**Selected text**
"""

# agar.io (a new free multiplayer browser game)



## Were

Check this out yo http://agar.io/ , it's simple but fun and addictive.


----------



## uziq

i feel weird playing this


----------



## pocketbird

I like this. Thanks for sharing


----------



## kisarose

My blob got eaten so many times D: Idk how to feel about my little blob.


----------



## Strawbs

D: the big blobs seem so mean haha don't like this, but so addicting


----------



## meepie

I liked playing this with a team wish we could have teamSAS


----------



## Were

I'm glad you guys liked it, there are some ways to join the same server with your friends like this(i can't come to us servers though because of lag): 




You probably noticed people with skins too like country flags, if you use the nickname usa for example, you will have the american flag skin. there used to be an isis skin and a lot of people were using it(hopefully they were trolling) but it's removed now and ive read that nazi skin may be removed soon too. anyway here is a list of skins:


----------



## layitontheline

I've been addicted to this game for a couple weeks now. Though I get anxiety even on there. Like if I separate to eat someone and fail, I feel all embarrassed and lame. And I spend too much time creating usernames, so I've just been calling myself after what I eat. Watch out for sundriedtomato, she's killa.

"""

[Raw records]
"""

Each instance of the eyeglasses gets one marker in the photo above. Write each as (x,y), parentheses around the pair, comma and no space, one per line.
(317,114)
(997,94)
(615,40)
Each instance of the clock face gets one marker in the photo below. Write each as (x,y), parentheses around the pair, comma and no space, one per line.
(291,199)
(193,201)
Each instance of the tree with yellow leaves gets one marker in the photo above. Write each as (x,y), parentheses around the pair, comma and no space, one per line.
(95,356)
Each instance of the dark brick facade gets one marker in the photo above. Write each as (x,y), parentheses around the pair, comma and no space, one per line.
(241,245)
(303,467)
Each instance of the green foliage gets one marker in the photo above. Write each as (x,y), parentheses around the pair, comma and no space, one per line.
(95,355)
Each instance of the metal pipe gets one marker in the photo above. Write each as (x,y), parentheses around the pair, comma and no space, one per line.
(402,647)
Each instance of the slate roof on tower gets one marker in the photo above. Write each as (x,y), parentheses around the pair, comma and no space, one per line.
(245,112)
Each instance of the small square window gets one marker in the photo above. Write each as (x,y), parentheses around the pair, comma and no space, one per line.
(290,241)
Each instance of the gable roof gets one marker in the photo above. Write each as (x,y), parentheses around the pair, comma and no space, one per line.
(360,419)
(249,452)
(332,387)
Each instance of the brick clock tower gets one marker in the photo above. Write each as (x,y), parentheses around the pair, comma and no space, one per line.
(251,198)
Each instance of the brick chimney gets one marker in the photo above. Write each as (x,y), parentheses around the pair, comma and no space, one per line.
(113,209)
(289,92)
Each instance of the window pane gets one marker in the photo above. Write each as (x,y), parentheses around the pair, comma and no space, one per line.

"""

**To be done**
Reproduce verbatim the portion of the agar.io thread that begins with the words containing "## layitontheline" and ends with "sundriedtomato, she's killa.". The listing is not required for this work.

**Task result**
## layitontheline

I've been addicted to this game for a couple weeks now. Though I get anxiety even on there. Like if I separate to eat someone and fail, I feel all embarrassed and lame. And I spend too much time creating usernames, so I've just been calling myself after what I eat. Watch out for sundriedtomato, she's killa.